═══ TEXT BLOCK
Table 1.
Enzyme activities of digestive enzyme supplements and purified enzymes.
Table 2.
Protein compositon of digestive enzyme supplements.
Fig 1.
Degradation of gliadin as monitored by R5 ELISA immunoassay.
Degradation of gliadin was monitored as a function of time at pH 4.5 (A) and pH 6.2 (B), using AN-PEP as a control enzyme. To exclude the presence of an interfering substance in digestive enzyme supplements we also analyzed AN-PEP control enzyme in the presence of Supplement C. Error bars represent standard deviation of duplicate experiments. Supplements D and E were not tested since they were not compatible with R5 ELISA immunoassay procedure.
Table 3.
Epitopes contained in the gastrointestinal-enzyme resistant 26-mer and 33-mer gluten peptides.
Fig 2.
Mass spectrometric analysis of the degradation products of 26-mer and 33-mer peptide by digestive enzyme supplements.
Peptide was incubated at 37°C for 30 minutes at pH 6.0 in the presence of 1 capsule equivalent digestive enzyme supplements. As a control, 1/100 capsule equivalent of AN-PEP at pH 5.0 was also incubated. Peptide reaction products were analyzed by Q-TOF LC-MS and their MS spectra shown in this Figure. The identity of the prominent peptides 1–6 and a-g are given in Table 4. In the case of AN-PEP, small amounts of epitope-containing peptides were observed under these conditions, but they disappear at higher enzyme concentration or prolonged incubation (see Fig 3). The digestive enzyme supplements display comparable activities and remove at most two amino acids from the N-terminus of the 26-mer (peptide 1 (26-mer) is degraded to peptide 2, and then to peptide 3), and three amino acids at most from the 33-mer peptide (peptide a (33-mer) is degraded to b, to c, and then to peptide d).
Table 4.
Peptides generated from the 26-mer and 33-mer.
Fig 3.
Digestive enzyme supplements do not neutralize any of the 6 gluten epitopes of the 33-mer, whereas the control enzyme AN-PEP does.
The chart shows the number of epitopes found in the reaction mixture after incubation with digestive enzyme supplements or AN-PEP. An epitope is counted as present irrespective of its concentration, or the form in which it appears, 33-mer or one of its degradation products. Reactions with digestive enzymes were performed at their optimal pH 7.0, and reactions with AN-PEP at pH 5.0. In addition, when tested in the whole pH range 2 to 11, none of the digestive enzyme supplements was able to neutralize a single epitope (see also S4 and S5 Figs). A, No neutralization at a dose of 1 or 10 capsule equivalents digestive enzyme supplements (1/10 capsule was not tested) after 30 minutes at 37°C. As a control, AN-PEP was tested at a dose of 1/10 and 1 capsule. B, No neutralization of epitopes by digestive enzyme supplements, even after 120 minutes of incubation at 37°C. As a control, the time-dependent degradation by AN-PEP is shown.
══════
═══ DATASET
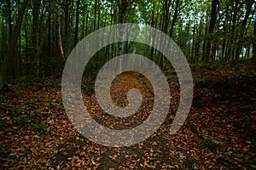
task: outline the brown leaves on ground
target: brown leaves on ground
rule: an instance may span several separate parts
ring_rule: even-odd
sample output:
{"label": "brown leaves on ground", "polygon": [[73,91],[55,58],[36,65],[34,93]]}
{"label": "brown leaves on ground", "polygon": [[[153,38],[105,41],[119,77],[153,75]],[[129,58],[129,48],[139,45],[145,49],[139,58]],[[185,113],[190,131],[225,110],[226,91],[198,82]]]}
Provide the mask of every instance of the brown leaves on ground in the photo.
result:
{"label": "brown leaves on ground", "polygon": [[[256,75],[247,63],[193,65],[193,106],[178,132],[168,132],[179,102],[176,74],[168,71],[172,104],[160,128],[131,147],[113,148],[81,136],[67,119],[61,80],[19,83],[1,96],[0,156],[3,168],[39,169],[253,169],[256,167]],[[125,88],[126,87],[126,88]],[[150,114],[147,79],[126,72],[112,87],[113,102],[127,105],[129,88],[149,96],[142,110],[116,118],[95,107],[90,115],[105,127],[131,128]],[[145,88],[146,87],[146,88]],[[96,103],[90,99],[90,107]],[[146,110],[146,111],[145,111]]]}

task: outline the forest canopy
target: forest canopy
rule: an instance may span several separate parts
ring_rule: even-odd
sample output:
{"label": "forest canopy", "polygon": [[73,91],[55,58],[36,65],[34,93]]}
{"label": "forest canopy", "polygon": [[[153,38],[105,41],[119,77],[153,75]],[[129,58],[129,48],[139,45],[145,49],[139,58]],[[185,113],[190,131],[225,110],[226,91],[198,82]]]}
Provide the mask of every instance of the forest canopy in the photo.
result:
{"label": "forest canopy", "polygon": [[[255,57],[254,0],[1,1],[1,79],[60,75],[75,45],[94,31],[118,23],[140,23],[169,35],[189,63],[238,62]],[[130,44],[130,45],[131,45]],[[165,57],[148,47],[138,53],[165,68]],[[113,43],[94,57],[125,53]],[[133,47],[134,48],[134,47]],[[162,64],[164,63],[164,64]]]}

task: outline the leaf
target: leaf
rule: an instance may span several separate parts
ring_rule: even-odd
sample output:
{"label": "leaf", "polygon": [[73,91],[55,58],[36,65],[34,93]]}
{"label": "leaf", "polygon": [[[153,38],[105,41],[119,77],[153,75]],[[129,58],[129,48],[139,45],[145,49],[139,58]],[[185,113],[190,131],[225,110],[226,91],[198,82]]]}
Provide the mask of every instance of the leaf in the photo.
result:
{"label": "leaf", "polygon": [[160,149],[157,149],[156,151],[157,151],[158,153],[162,153],[162,151],[161,151]]}
{"label": "leaf", "polygon": [[243,150],[243,151],[247,151],[247,147],[244,147],[244,148],[242,149],[242,150]]}

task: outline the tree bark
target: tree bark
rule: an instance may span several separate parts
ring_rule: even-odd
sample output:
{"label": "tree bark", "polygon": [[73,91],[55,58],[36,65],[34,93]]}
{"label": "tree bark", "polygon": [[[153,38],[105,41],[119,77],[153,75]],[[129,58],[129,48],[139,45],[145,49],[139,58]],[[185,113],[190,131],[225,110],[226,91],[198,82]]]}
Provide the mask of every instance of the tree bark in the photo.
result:
{"label": "tree bark", "polygon": [[[256,20],[254,20],[254,31],[253,31],[254,37],[256,37]],[[253,41],[253,65],[256,70],[256,41]]]}
{"label": "tree bark", "polygon": [[244,41],[242,39],[245,35],[247,20],[249,18],[250,13],[251,13],[253,2],[254,2],[254,0],[247,0],[246,2],[247,10],[246,10],[246,15],[241,22],[241,34],[240,34],[240,37],[239,37],[241,39],[239,39],[237,47],[236,48],[236,56],[235,56],[236,62],[238,62],[240,54],[241,52],[242,43],[244,42]]}
{"label": "tree bark", "polygon": [[[20,10],[18,20],[16,22],[16,26],[15,28],[15,31],[13,34],[12,40],[10,42],[9,48],[5,54],[3,62],[1,67],[0,76],[1,81],[3,82],[12,82],[15,79],[14,75],[14,68],[15,68],[15,48],[17,45],[17,40],[20,32],[21,24],[23,20],[23,16],[28,4],[28,0],[25,0],[21,5],[21,8]],[[1,83],[3,84],[3,83]],[[3,86],[0,86],[0,90],[3,88]]]}
{"label": "tree bark", "polygon": [[79,40],[79,7],[80,0],[77,1],[77,14],[76,14],[76,27],[75,27],[75,37],[73,42],[73,46],[76,46]]}
{"label": "tree bark", "polygon": [[58,47],[60,50],[61,58],[65,60],[64,51],[62,48],[62,40],[61,40],[61,6],[63,4],[63,0],[61,1],[60,5],[58,6],[58,14],[57,14],[57,36],[58,36]]}
{"label": "tree bark", "polygon": [[[214,31],[214,26],[216,24],[216,20],[217,20],[217,6],[218,4],[218,0],[212,0],[212,12],[211,12],[211,20],[210,20],[210,26],[209,26],[209,30],[208,30],[208,35],[212,37],[213,31]],[[210,55],[211,55],[211,46],[212,46],[212,42],[210,40],[211,38],[208,38],[207,40],[207,47],[206,47],[206,61],[209,62],[210,61]]]}

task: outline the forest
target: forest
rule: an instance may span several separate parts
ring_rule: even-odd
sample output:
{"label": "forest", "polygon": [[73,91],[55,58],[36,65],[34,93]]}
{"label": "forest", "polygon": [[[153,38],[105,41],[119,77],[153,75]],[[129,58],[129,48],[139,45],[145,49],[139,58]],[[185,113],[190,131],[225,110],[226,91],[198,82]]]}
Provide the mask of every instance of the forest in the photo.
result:
{"label": "forest", "polygon": [[[0,18],[3,169],[256,168],[254,0],[1,0]],[[111,98],[125,107],[128,91],[138,88],[140,109],[125,118],[100,109],[95,81],[117,55],[137,54],[154,61],[172,94],[171,108],[155,133],[129,147],[108,147],[74,128],[63,102],[61,76],[80,41],[124,23],[155,28],[179,47],[192,72],[193,102],[183,125],[170,134],[182,101],[179,71],[147,44],[125,41],[103,47],[88,62],[80,84],[84,103],[98,124],[133,128],[149,117],[154,105],[148,79],[126,71],[113,80]],[[99,37],[96,45],[101,44]]]}

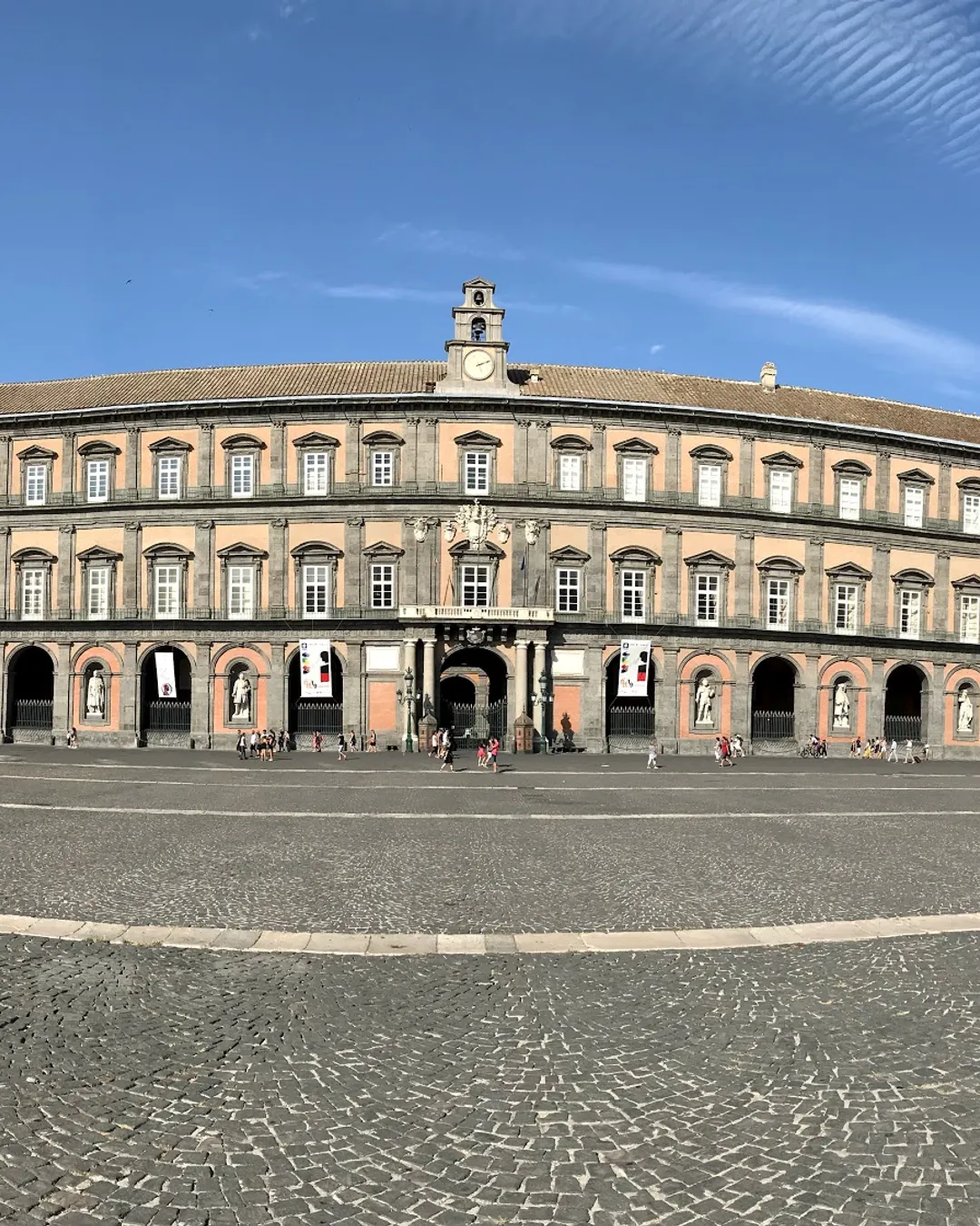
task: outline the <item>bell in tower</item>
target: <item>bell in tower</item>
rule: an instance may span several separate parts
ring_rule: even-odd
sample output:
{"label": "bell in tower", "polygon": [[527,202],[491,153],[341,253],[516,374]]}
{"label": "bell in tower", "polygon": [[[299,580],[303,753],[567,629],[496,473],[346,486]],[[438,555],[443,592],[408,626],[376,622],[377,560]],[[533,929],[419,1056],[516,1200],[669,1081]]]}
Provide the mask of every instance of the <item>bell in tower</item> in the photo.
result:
══════
- QUESTIONS ON THE MATERIAL -
1/ In the captions on gluten degradation, why were Supplements D and E left out of the gliadin testing?
2/ Retype the part of the captions on gluten degradation that begins at the words "Peptide was incubated" and stops after "to peptide d).".

- RESPONSES IN ORDER -
1/ They were not compatible with the R5 ELISA immunoassay procedure.

2/
Peptide was incubated at 37°C for 30 minutes at pH 6.0 in the presence of 1 capsule equivalent digestive enzyme supplements. As a control, 1/100 capsule equivalent of AN-PEP at pH 5.0 was also incubated. Peptide reaction products were analyzed by Q-TOF LC-MS and their MS spectra shown in this Figure. The identity of the prominent peptides 1–6 and a-g are given in Table 4. In the case of AN-PEP, small amounts of epitope-containing peptides were observed under these conditions, but they disappear at higher enzyme concentration or prolonged incubation (see Fig 3). The digestive enzyme supplements display comparable activities and remove at most two amino acids from the N-terminus of the 26-mer (peptide 1 (26-mer) is degraded to peptide 2, and then to peptide 3), and three amino acids at most from the 33-mer peptide (peptide a (33-mer) is degraded to b, to c, and then to peptide d).